- [Aim of the exercise]
Rewrite the records below with each "recessed ceiling light" changed to "pendant lamp" and every other part left as it stands. Omit the pictures from your answer.

::::

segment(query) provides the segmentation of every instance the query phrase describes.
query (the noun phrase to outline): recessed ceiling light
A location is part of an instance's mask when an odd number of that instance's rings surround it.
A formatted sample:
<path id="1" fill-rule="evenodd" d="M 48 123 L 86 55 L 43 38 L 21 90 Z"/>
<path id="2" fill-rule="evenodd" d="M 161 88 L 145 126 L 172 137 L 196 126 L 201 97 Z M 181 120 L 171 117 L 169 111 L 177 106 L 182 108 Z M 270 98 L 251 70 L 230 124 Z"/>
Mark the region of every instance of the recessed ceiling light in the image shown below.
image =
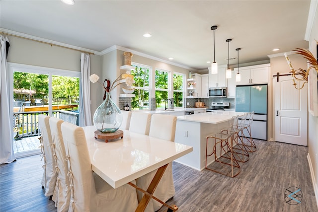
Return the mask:
<path id="1" fill-rule="evenodd" d="M 63 3 L 65 3 L 69 5 L 73 5 L 74 4 L 74 0 L 61 0 Z"/>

::::

- [Result for this exercise]
segment(query) provides the segmentation of every instance the query phrase describes.
query (the noun phrase to outline): pendant lamp
A location is part of an instance's mask when an odd number of that instance's rings surround it.
A formatted sample:
<path id="1" fill-rule="evenodd" d="M 48 123 L 86 55 L 43 38 L 21 90 Z"/>
<path id="2" fill-rule="evenodd" d="M 161 88 L 145 126 L 172 137 L 196 126 L 201 97 Z M 181 120 L 171 117 L 169 111 L 177 106 L 182 108 Z M 270 98 L 251 70 L 230 124 Z"/>
Mark the region of every instance of the pendant lamp in the image shown below.
image =
Return the mask:
<path id="1" fill-rule="evenodd" d="M 63 3 L 65 3 L 69 5 L 73 5 L 74 4 L 74 0 L 61 0 Z"/>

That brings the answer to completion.